Source data:
──────────────────────────────

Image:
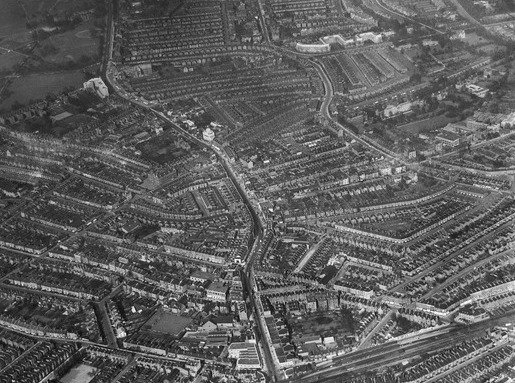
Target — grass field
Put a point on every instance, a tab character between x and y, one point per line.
9	59
79	374
168	323
37	86
425	126
13	30
73	44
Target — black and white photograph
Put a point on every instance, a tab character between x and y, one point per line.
257	191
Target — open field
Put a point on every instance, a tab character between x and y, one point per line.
79	374
74	44
9	59
13	30
168	323
424	126
37	86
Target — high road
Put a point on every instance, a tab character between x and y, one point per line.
324	110
270	362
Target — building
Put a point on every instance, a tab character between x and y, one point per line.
208	135
313	48
98	86
217	292
448	138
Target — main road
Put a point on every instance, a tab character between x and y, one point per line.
393	352
324	110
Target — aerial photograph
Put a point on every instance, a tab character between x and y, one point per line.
257	191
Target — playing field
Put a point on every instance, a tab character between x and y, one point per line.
79	374
37	86
168	323
74	44
13	31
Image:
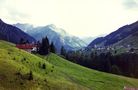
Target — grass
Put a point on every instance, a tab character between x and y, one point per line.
58	74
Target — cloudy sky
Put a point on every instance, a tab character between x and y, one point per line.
78	17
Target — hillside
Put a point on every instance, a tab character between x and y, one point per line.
56	35
116	36
58	74
131	40
13	34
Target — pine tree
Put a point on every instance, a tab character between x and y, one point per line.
52	48
63	51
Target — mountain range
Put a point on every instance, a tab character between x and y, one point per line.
56	35
13	34
119	36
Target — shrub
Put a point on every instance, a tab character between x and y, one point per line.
30	75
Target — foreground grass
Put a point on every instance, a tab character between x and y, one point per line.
59	74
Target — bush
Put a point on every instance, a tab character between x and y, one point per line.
44	66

──────────────────────────────

WRITTEN TASK ▸ Reproduce all the entries above with "instance" switched to "occurrence" and everything else unchanged, leaving out the pictures.

THE RESPONSE ▸
Image:
Target — grass field
Put a point on every occurrence, a tab character between x and y, one point per line.
9	59
79	374
168	323
37	86
425	126
13	30
73	44
Target — black and white photograph
Put a point on every occurrence, a tab character between x and y, one point per line.
257	191
Target — open field
Put a point on every occurrence, a tab character between x and y, one point per line.
79	374
74	44
9	59
13	30
168	323
424	126
37	86
Target — high road
Put a point on every occurrence, a tab character between x and y, one point per line.
324	110
270	362
Target — building
Put a point on every occurrence, a tab character between x and y, one point per line.
208	135
313	48
98	86
217	292
448	138
Target — main road
Put a point on every occurrence, a tab character between x and y, one point per line.
393	352
324	110
Target — aerial photograph
Put a point on every occurrence, a tab character between x and y, one point per line.
257	191
Target — playing field
Put a point on every occurrence, a tab character between x and y, one point per line.
79	374
37	86
168	323
74	44
13	31
Image:
Target — grass
Put a point on every occurrence, a tab character between x and y, one point per line.
58	74
Target — cloudy sky
Put a point on every occurrence, a tab character between x and y, one point per line.
78	17
Target — hillside
Put a point on every occurrence, a tab character between x and y, one point per line.
56	35
116	36
58	74
131	40
13	34
Target — pine tree
Put a point on every occurrence, a tab character between x and y, one point per line.
52	48
63	51
Target — mountain range
Put a point on every occurrence, a tab character between x and y, one point per line.
56	35
13	34
119	36
Target — shrub
Put a point on every occurrence, a tab character between x and y, one point per line.
30	75
Target — foreground grass
Put a point on every occurrence, a tab character between x and y, one point per line.
59	74
Target — bush
Put a point on every occurrence, a tab character between x and y, one point per line.
44	66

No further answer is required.